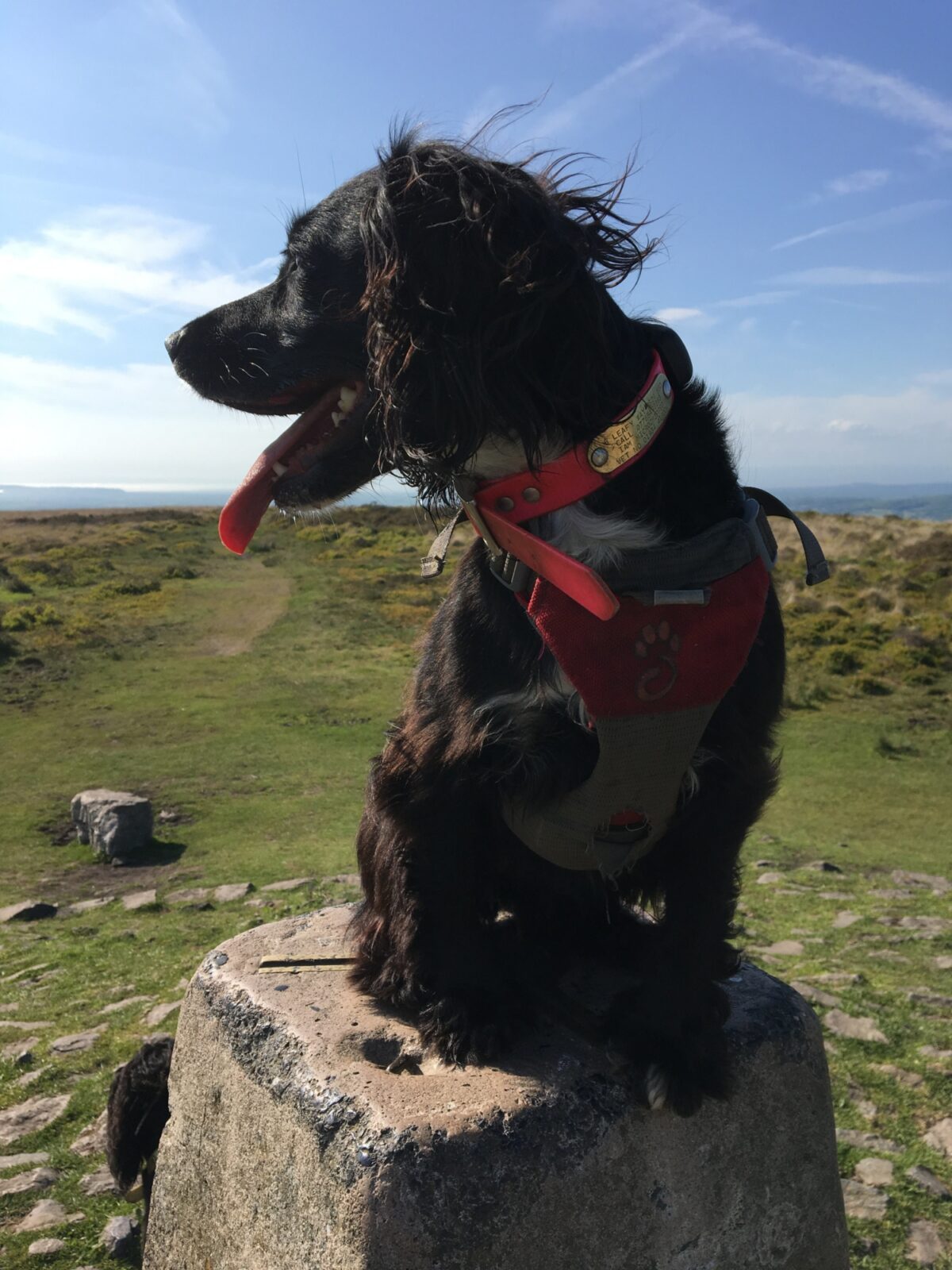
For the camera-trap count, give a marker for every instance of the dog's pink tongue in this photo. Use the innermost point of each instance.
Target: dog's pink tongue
(243, 514)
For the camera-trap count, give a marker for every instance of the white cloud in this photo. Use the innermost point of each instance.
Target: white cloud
(854, 183)
(109, 262)
(886, 219)
(854, 276)
(695, 25)
(905, 436)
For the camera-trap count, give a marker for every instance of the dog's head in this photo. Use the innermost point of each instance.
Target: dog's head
(431, 304)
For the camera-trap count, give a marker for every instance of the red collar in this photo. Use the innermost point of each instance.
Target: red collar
(498, 508)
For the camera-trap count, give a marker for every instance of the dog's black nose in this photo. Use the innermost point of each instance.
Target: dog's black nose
(173, 342)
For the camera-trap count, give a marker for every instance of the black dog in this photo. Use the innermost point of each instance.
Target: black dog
(446, 315)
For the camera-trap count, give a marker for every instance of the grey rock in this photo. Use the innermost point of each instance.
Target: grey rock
(547, 1161)
(27, 911)
(843, 920)
(187, 895)
(31, 1117)
(76, 1041)
(865, 1202)
(137, 899)
(101, 1183)
(46, 1248)
(939, 1137)
(92, 1141)
(37, 1179)
(232, 891)
(939, 886)
(875, 1172)
(116, 825)
(926, 1245)
(928, 1180)
(88, 906)
(19, 1051)
(116, 1006)
(160, 1013)
(120, 1236)
(44, 1214)
(27, 1157)
(867, 1141)
(816, 995)
(856, 1029)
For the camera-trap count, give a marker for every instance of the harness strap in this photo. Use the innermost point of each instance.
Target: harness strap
(816, 567)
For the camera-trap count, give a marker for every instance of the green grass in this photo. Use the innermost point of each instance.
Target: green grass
(249, 695)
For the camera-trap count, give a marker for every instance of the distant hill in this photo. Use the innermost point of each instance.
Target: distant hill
(928, 502)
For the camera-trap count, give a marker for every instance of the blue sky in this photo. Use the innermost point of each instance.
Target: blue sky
(799, 159)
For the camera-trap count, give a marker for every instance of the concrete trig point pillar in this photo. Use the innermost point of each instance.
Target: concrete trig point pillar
(292, 1147)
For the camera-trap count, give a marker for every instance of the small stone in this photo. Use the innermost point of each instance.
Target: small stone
(912, 1080)
(29, 911)
(939, 1137)
(232, 891)
(29, 1079)
(822, 999)
(101, 1183)
(941, 886)
(122, 1005)
(37, 1179)
(923, 997)
(19, 1051)
(289, 884)
(875, 1172)
(78, 1041)
(863, 1202)
(46, 1248)
(120, 1236)
(160, 1013)
(866, 1141)
(785, 948)
(31, 1117)
(29, 1157)
(854, 1029)
(44, 1213)
(137, 899)
(932, 1052)
(927, 1179)
(188, 895)
(843, 920)
(86, 906)
(92, 1141)
(926, 1246)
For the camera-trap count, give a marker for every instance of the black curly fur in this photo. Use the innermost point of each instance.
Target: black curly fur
(136, 1114)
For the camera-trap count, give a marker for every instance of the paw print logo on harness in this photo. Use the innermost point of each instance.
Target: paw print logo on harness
(659, 645)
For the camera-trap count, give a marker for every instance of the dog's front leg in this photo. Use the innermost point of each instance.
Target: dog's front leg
(670, 1030)
(425, 935)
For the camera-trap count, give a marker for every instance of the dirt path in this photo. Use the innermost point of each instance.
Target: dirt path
(247, 607)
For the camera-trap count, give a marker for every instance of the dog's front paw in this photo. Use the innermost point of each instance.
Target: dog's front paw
(672, 1060)
(471, 1026)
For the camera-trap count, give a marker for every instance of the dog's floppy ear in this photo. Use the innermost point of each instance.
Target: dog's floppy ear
(486, 304)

JOB: Print all of the records above word for word, and leave the pictures out.

SOLUTION:
For the camera-trap count, give a marker for every instance of the dog's pink tongue in this photo. Use the innermost point of each instance.
Target: dog's pink tongue
(243, 514)
For the camera-trap count, give a marker for every instance of the white cloud in this photo. Use the innermost point of each instance.
Target: white cloud
(854, 183)
(109, 262)
(886, 219)
(854, 276)
(695, 25)
(905, 436)
For the camera-trap count, give a marker for every instance of the dog's head in this photo. Use the innermost point of each instance.
Target: dog's head
(431, 304)
For the camera-trap count, give a marker for every instance of the red collar in this photo. Use the innermost point of each instance.
Target: red collar
(498, 508)
For the camera-trap count, give a marker for every instance of the dog's black nose in this photo. Use the innermost point of each instance.
Target: dog's black nose
(173, 342)
For the camera-trap count, give a marker for every instance of the black dog in this photo. Use the innermost point of each instance.
Target: black dog
(446, 315)
For the camera-trap count, give a marker for every instance of the grey rock in this photo. Use the innermost point of each instance.
Target: grey rock
(547, 1161)
(27, 911)
(843, 920)
(187, 895)
(31, 1117)
(76, 1041)
(865, 1202)
(137, 899)
(101, 1183)
(46, 1248)
(939, 1137)
(92, 1141)
(37, 1179)
(232, 891)
(939, 886)
(875, 1172)
(116, 825)
(926, 1245)
(928, 1180)
(88, 906)
(19, 1051)
(116, 1006)
(160, 1013)
(120, 1236)
(44, 1214)
(27, 1157)
(867, 1141)
(816, 995)
(856, 1029)
For the camera-trap count, give a marker for every instance of the harness strap in this photo. Use the innermost point of each instance.
Target: harness strap
(816, 567)
For the camera-trap count, give a marker for every instance of the green grass in this photo. Use the innermost point of each instance.
Target: green grass
(249, 695)
For the camera-trap count, give a marker for every instance of the distant hill in this photo. Use the innermost point of each instance.
Target: distant hill
(928, 502)
For the camera-trap count, give a marker for every instance of the blue sky in this photo. Use the innermost point of each instance.
Target: blue sky
(799, 159)
For the camera-trap count, give a marker for every instance of the concrete trig point pillar in this photo. Use the innermost point of each instance.
Target: concrete trig point pillar
(292, 1147)
For the camera-trap count, give a marker for every instance of the small stone in this photo. Use the innermost point of each instance.
Target: small stone
(912, 1080)
(29, 911)
(939, 1137)
(232, 891)
(29, 1079)
(822, 999)
(101, 1183)
(941, 886)
(122, 1005)
(37, 1179)
(923, 997)
(19, 1051)
(289, 884)
(875, 1172)
(78, 1041)
(863, 1202)
(46, 1248)
(120, 1236)
(160, 1013)
(866, 1141)
(785, 948)
(31, 1117)
(29, 1157)
(854, 1029)
(44, 1213)
(137, 899)
(932, 1052)
(927, 1179)
(188, 895)
(843, 920)
(86, 906)
(92, 1141)
(926, 1246)
For the camera-trap count, give a marker for every instance of the black curly fur in this photo. Use the innermost point of each instance.
Target: black curly fur
(136, 1114)
For the camera-trap count, give a marker for every instance of the paw print logo on harness in this photo. Use the innermost point of each instance.
Target: paw print logo on harness
(659, 645)
For the camera-trap count, give a marker for every instance of the dog's front leg in this photo. Use the innermost point of each instance.
Target: dog's front leg
(670, 1030)
(425, 935)
For the camera-trap count, give a marker for every instance of the dirt path in this photo. Use the innermost point of each instance.
Target: dirt path
(247, 607)
For the camera-trap count, give a marker for every instance of the dog's front paw in this photo. Use the innermost point of each instance.
Target: dog's front paw
(672, 1060)
(471, 1026)
For the camera-trap count, give a marker for every instance of the dog's floppy ear in this photo. Use the innermost point of each instance.
Target: dog's floppy ear
(486, 304)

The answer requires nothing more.